### [Your goal]
Each entry below is to be extracted exactly.

### [Given records]
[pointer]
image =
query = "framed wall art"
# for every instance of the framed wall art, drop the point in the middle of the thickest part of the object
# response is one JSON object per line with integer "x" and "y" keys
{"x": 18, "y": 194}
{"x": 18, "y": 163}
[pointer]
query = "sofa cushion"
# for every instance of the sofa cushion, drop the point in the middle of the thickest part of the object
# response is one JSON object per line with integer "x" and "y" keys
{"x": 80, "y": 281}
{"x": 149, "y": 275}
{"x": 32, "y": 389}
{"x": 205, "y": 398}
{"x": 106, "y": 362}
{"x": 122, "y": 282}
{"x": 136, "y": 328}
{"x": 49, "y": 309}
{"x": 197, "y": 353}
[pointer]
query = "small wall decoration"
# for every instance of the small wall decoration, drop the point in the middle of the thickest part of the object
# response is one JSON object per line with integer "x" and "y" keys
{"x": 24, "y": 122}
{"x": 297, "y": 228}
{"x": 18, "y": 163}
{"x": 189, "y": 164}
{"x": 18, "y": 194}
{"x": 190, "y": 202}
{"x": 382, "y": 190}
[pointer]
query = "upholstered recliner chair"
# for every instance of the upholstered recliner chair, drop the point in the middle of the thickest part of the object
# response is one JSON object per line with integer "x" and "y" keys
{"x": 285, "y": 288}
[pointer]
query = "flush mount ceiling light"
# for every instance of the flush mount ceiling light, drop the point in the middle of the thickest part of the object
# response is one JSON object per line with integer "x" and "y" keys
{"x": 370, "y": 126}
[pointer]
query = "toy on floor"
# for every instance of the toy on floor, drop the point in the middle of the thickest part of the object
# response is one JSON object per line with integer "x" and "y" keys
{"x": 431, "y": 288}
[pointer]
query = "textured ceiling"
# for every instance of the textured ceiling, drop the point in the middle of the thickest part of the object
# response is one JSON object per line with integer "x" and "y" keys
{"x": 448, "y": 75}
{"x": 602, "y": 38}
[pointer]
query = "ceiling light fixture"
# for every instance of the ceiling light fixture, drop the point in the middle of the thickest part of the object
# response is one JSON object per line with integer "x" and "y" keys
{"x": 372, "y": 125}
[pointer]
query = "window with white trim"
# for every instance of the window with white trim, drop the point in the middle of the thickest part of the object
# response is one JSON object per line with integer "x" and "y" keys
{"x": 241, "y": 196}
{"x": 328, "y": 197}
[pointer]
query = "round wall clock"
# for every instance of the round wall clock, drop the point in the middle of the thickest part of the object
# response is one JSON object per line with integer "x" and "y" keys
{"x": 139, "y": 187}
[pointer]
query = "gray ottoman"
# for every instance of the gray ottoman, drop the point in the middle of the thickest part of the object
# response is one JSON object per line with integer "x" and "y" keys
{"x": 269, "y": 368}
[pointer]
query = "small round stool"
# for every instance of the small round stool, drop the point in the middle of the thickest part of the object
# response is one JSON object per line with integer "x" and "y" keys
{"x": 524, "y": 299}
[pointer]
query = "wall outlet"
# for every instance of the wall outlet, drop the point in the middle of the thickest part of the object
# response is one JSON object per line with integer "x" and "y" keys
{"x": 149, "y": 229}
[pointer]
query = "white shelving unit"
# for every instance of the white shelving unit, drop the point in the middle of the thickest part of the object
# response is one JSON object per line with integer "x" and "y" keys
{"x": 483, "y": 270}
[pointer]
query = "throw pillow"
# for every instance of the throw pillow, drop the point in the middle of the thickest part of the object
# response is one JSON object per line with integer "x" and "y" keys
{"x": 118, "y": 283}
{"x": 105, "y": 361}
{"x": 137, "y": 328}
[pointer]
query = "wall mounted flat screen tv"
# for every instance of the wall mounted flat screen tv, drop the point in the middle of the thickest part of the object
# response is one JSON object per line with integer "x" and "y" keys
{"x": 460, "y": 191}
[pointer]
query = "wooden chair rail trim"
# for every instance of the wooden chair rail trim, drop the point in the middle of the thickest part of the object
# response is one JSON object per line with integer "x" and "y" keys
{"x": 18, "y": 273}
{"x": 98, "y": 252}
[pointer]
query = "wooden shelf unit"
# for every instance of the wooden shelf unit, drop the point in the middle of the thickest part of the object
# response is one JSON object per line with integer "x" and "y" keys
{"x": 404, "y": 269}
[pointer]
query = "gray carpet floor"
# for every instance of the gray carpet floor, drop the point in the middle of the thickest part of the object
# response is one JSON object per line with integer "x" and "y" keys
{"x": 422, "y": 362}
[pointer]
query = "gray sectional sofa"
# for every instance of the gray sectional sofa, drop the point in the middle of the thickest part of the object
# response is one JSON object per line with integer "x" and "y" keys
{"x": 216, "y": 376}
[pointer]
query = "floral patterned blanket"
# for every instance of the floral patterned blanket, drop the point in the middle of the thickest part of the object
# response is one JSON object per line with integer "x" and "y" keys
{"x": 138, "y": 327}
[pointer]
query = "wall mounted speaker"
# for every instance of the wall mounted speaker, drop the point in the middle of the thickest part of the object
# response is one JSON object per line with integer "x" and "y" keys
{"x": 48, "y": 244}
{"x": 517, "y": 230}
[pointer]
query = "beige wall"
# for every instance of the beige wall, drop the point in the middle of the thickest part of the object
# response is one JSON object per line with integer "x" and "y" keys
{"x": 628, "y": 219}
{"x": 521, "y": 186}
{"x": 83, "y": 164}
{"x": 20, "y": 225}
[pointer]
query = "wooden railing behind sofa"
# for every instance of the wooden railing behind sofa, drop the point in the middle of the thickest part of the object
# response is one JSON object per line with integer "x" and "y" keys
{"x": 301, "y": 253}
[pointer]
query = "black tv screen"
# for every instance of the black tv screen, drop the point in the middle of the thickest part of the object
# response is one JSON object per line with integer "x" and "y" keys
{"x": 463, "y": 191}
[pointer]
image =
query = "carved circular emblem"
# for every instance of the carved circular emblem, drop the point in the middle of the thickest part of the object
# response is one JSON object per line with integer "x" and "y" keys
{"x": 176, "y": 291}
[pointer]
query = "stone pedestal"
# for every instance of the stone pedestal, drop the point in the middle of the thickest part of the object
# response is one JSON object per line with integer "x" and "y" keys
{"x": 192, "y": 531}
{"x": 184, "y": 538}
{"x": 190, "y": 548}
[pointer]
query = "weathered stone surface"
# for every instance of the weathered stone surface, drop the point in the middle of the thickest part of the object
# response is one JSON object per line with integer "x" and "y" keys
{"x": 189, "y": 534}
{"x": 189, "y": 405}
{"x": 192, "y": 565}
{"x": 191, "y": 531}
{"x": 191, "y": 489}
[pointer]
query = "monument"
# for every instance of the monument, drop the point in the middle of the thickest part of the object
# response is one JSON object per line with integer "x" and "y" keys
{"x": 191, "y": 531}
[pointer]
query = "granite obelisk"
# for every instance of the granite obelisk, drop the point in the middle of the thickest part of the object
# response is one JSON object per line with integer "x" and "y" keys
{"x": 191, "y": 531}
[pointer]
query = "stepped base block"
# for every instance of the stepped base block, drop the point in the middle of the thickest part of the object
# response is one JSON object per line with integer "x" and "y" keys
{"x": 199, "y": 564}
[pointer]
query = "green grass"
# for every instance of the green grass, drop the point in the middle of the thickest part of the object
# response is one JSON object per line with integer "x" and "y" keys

### [Completed task]
[pointer]
image =
query = "framed wall art"
# for every instance of the framed wall art, drop the point in the middle of the thickest part of the object
# response is one JSON object per line with integer "x" and "y" keys
{"x": 18, "y": 194}
{"x": 18, "y": 163}
[pointer]
query = "sofa cushion"
# for every instance of the sofa cushion, drop the point in the middle of the thickest part of the object
# response is one JSON object per line with integer "x" and "y" keys
{"x": 80, "y": 281}
{"x": 149, "y": 275}
{"x": 32, "y": 389}
{"x": 205, "y": 398}
{"x": 106, "y": 362}
{"x": 122, "y": 282}
{"x": 136, "y": 328}
{"x": 49, "y": 309}
{"x": 197, "y": 353}
[pointer]
query = "small wall decoration"
# for every instance of the small wall decoration, drop the point in the middle of the thickest part of the object
# response is one JSON object per line with integer "x" and "y" keys
{"x": 24, "y": 122}
{"x": 297, "y": 228}
{"x": 18, "y": 163}
{"x": 189, "y": 164}
{"x": 18, "y": 194}
{"x": 190, "y": 202}
{"x": 382, "y": 190}
[pointer]
query = "upholstered recliner chair"
# for every instance of the upholstered recliner chair, drop the point in the middle of the thickest part of the object
# response is one JSON object per line with integer "x" and "y" keys
{"x": 285, "y": 288}
[pointer]
query = "flush mount ceiling light"
# for every instance of the flush mount ceiling light, drop the point in the middle of the thickest part of the object
# response is one JSON object per line with integer "x" and "y" keys
{"x": 370, "y": 126}
[pointer]
query = "toy on floor"
# for every instance of the toy on floor, drop the point in the middle of the thickest part of the object
# response is one JSON object per line with integer "x" and "y" keys
{"x": 431, "y": 288}
[pointer]
query = "textured ceiling"
# for every instance of the textured ceiling, drop the point in the middle of the thickest part of the object
# response is one JSON object per line with integer "x" and "y" keys
{"x": 448, "y": 75}
{"x": 602, "y": 38}
[pointer]
query = "ceiling light fixture"
# for every instance of the ceiling light fixture, drop the point in the middle of the thickest part of the object
# response is one JSON object per line with integer "x" and "y" keys
{"x": 372, "y": 125}
[pointer]
query = "window with white trim"
# for every instance of the window with white trim, drop the point in the middle of the thickest part of the object
# response is one JSON object per line with integer "x" and "y" keys
{"x": 241, "y": 196}
{"x": 328, "y": 197}
[pointer]
query = "round wall clock"
# for every instance of the round wall clock, drop the point in the middle of the thickest part of the object
# response is one JSON object per line with integer "x" and "y" keys
{"x": 139, "y": 187}
[pointer]
query = "gray ottoman"
# for every instance of the gray ottoman, drop the point in the middle of the thickest part of the object
# response is one JSON object per line with integer "x" and "y" keys
{"x": 269, "y": 368}
[pointer]
query = "small round stool"
# for every instance of the small round stool, drop the point in the middle of the thickest part of the object
# response is one JSON object per line with integer "x" and "y" keys
{"x": 524, "y": 299}
[pointer]
query = "wall outlet"
# for every instance of the wall outlet, drop the point in the middle of the thickest part of the object
# response is one JSON object per line with integer "x" and "y" keys
{"x": 149, "y": 229}
[pointer]
query = "white shelving unit"
# for every instance of the white shelving unit, drop the point in the middle of the thickest part of the object
# response is one JSON object per line with integer "x" and "y" keys
{"x": 483, "y": 270}
[pointer]
query = "throw pillow"
# for every instance of the throw pillow, drop the point in the middle of the thickest part of the object
# response is one JSON object per line with integer "x" and "y" keys
{"x": 118, "y": 283}
{"x": 105, "y": 361}
{"x": 137, "y": 328}
[pointer]
query = "wall mounted flat screen tv"
# for every instance of the wall mounted flat screen tv, drop the point in the middle of the thickest part of the object
# response is one JSON object per line with integer "x" and "y" keys
{"x": 460, "y": 191}
[pointer]
query = "wooden chair rail trim"
# for every instance of the wooden chair rail trim, drop the point in the middle of the thickest part of the object
# response is one JSON object per line with integer "x" and "y" keys
{"x": 18, "y": 273}
{"x": 98, "y": 252}
[pointer]
query = "wooden shelf unit"
# for every instance of the wooden shelf unit, drop the point in the middle of the thickest part of the object
# response is one JSON object per line with integer "x" and "y" keys
{"x": 404, "y": 269}
[pointer]
query = "gray carpet floor"
# for every instance of the gray carpet floor, drop the point in the middle of the thickest part of the object
# response is one JSON object per line with integer "x" and "y" keys
{"x": 422, "y": 362}
[pointer]
query = "gray sectional sofa"
# for every instance of the gray sectional sofa, drop the point in the middle of the thickest part of the object
# response is one JSON object per line with integer "x" and "y" keys
{"x": 216, "y": 376}
[pointer]
query = "floral patterned blanket"
# for every instance of the floral patterned blanket, drop the point in the middle of the thickest part of the object
# response is one JSON object per line with integer "x" and "y" keys
{"x": 138, "y": 327}
[pointer]
query = "wall mounted speaker"
# for every instance of the wall mounted speaker, drop the point in the middle of the thickest part of the object
# response is one JSON object per line with integer "x" and "y" keys
{"x": 48, "y": 244}
{"x": 517, "y": 230}
[pointer]
query = "beige wall"
# for every instance of the beige wall, drop the point in the middle of the thickest part of the object
# response is one JSON object per line with integer "x" and "y" keys
{"x": 628, "y": 219}
{"x": 521, "y": 186}
{"x": 83, "y": 164}
{"x": 20, "y": 225}
[pointer]
query = "wooden railing behind sofa"
# for every instance of the wooden railing behind sofa, drop the point in the middle of the thickest part of the object
# response is one JSON object per line with integer "x" and "y" keys
{"x": 301, "y": 253}
[pointer]
query = "black tv screen"
# for every instance of the black tv screen, drop the point in the middle of the thickest part of the object
# response is one JSON object per line with integer "x" and "y" keys
{"x": 463, "y": 191}
[pointer]
image =
query = "carved circular emblem"
# for every instance of the carved circular emblem, drop the point in the middle of the thickest part of the object
# response is one JSON object per line with integer "x" and "y" keys
{"x": 176, "y": 291}
[pointer]
query = "stone pedestal"
# for every instance of the stone pedestal, drop the point in the middle of the thickest part of the object
# response is one JSON object per line with integer "x" and "y" keys
{"x": 192, "y": 531}
{"x": 184, "y": 538}
{"x": 190, "y": 548}
[pointer]
query = "weathered stone surface"
# for every instance of the weathered stone surface, drop the point in the middle of the thickest part of the object
# response is one JSON object per line with integer "x" and "y" keys
{"x": 189, "y": 534}
{"x": 189, "y": 405}
{"x": 192, "y": 565}
{"x": 191, "y": 531}
{"x": 191, "y": 489}
[pointer]
query = "monument"
# for every instance of the monument, drop the point in the middle of the thickest part of the object
# response is one JSON object per line with integer "x" and "y" keys
{"x": 191, "y": 531}
[pointer]
query = "granite obelisk"
# for every instance of the granite obelisk, drop the point in the middle of the thickest part of the object
# response is one JSON object per line with integer "x" and "y" keys
{"x": 191, "y": 531}
[pointer]
query = "stepped base block"
# for every instance of the stepped base block, drop the point in the middle of the thickest part of the object
# response is one JSON object per line with integer "x" and "y" keys
{"x": 199, "y": 564}
[pointer]
query = "green grass"
# for every instance of the green grass, drop the point in the middle of the thickest part of the object
# response is one JSON object per line with integer "x" and "y" keys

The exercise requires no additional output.